Source document:
The legendary trickster that Theall pursues in his quest is full of paradox, contradictions and ambiguities. Not because McLuhan tried to be ambiguous but rather because he believed that truth lingered somewhere within the enveloping haze of ambiguity. McLuhan’s method, Theall observes, was one of the "satiric poet" and that this allowed him to freely "construct his paradoxical probes, so that they may have multiple, often contradictory meanings."

It was used more as a strategy of rhetoric rather than as a method of building a bullet-proof theory. The problem, though, is that over the years many have looked for rules and laws in McLuhan’s "paradoxical probes." As Theall notes, "The potential weakness appears when his rhetorico-poetic project becomes fact or formula rather than insight and intuition."

Theall wants us to see McLuhan not as a media theorist and constructionist of grand media laws but rather as a poet with a poet’s way of looking at the world. Really, our first poet of the digital age.

As Theall observes in the book’s Introduction "No one would ever doubt McLuhan’s erudition or his wide reading in popular culture. His real power, however, was in his sensitivity to his social environment, for as a popular artist he firmly believed, along with Ezra Pound, that ‘artists are the antennae of the race,’ and thus possess the empathy to register motifs that respond to those significant moments that reveal the agenda of an era, thus presumably serving society as an early warning system about its ‘socio-unconscious.’ "

So it is as a prophetic artist rather than a guru of technology that Theall suggests McLuhan needs to be understood and revisioned. An artist tuned like the early warning detection technology of radar to the subtle winds to the zeitgeist of his times. In effect, a "medium for messages" rather than "messages from a medium."

In that syllabus written for an eleventh grade high school class that became Understanding Media (1964) McLuhan wrote in the book’s Introduction "The power of the arts to anticipate future social and technological developments, by a generation and more, has long been recognized. In this century Ezra Pound called the artist ‘the antennae of the race.’ Art as radar acts as ‘an early warning system,’ as it were, enabling us to discover social and psychic targets in lots of time to prepare to cope with them. This concept of the arts as prophetic, contrasts with the popular idea of them as mere self-expression. If art is an ‘early warning system,’ to use the phrase from World War II, when radar was new, art has the utmost relevance not only to media study but to the development of media controls."

Ultimately, Theall’s goal is one to place the prophetic artist in the context of his time. Theall defines it as an attempt to "contextualize McLuhan within the materials that had shaped him and to confront his work with the work of those from whom he borrowed heavily." One might say, it is an attempt to summon back the "medium of the messenger."

Supplied data:
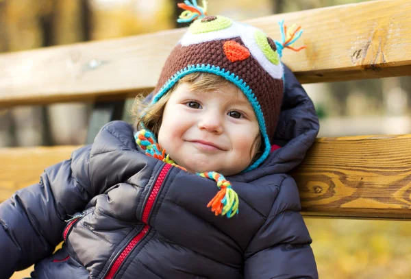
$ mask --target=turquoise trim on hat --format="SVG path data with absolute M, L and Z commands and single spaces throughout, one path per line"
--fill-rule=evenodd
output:
M 219 66 L 211 66 L 209 64 L 207 65 L 204 64 L 189 65 L 179 71 L 173 77 L 169 79 L 169 80 L 155 95 L 151 101 L 151 104 L 157 103 L 157 101 L 182 77 L 194 72 L 210 73 L 225 78 L 241 89 L 242 93 L 248 99 L 249 101 L 251 104 L 253 109 L 254 110 L 256 115 L 257 116 L 257 121 L 258 121 L 260 130 L 262 134 L 264 149 L 262 155 L 258 158 L 258 160 L 254 162 L 251 166 L 249 166 L 246 169 L 242 171 L 242 172 L 247 172 L 256 169 L 269 156 L 271 149 L 271 145 L 270 144 L 270 140 L 269 138 L 269 135 L 267 134 L 265 121 L 264 119 L 264 114 L 262 114 L 262 110 L 261 110 L 261 107 L 258 103 L 258 101 L 257 100 L 257 98 L 254 95 L 254 93 L 253 93 L 253 90 L 250 86 L 247 85 L 245 82 L 240 79 L 238 75 L 236 75 L 234 73 L 232 73 L 229 72 L 229 71 L 225 71 L 225 69 L 221 69 Z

Jobs:
a – From the passage on Theall's view of McLuhan, extract the stretch from "It was used" through "the digital age.", copied word for word.
b – Answer these questions using the passage on Theall's view of McLuhan:
(i) Whose method does Theall say McLuhan's method was?
(ii) In what year did Understanding Media appear?
(iii) Who called the artist "the antennae of the race"?

Per-task answers:
a –
It was used more as a strategy of rhetoric rather than as a method of building a bullet-proof theory. The problem, though, is that over the years many have looked for rules and laws in McLuhan’s "paradoxical probes." As Theall notes, "The potential weakness appears when his rhetorico-poetic project becomes fact or formula rather than insight and intuition."

Theall wants us to see McLuhan not as a media theorist and constructionist of grand media laws but rather as a poet with a poet’s way of looking at the world. Really, our first poet of the digital age.

b –
(i) The "satiric poet."
(ii) 1964.
(iii) Ezra Pound.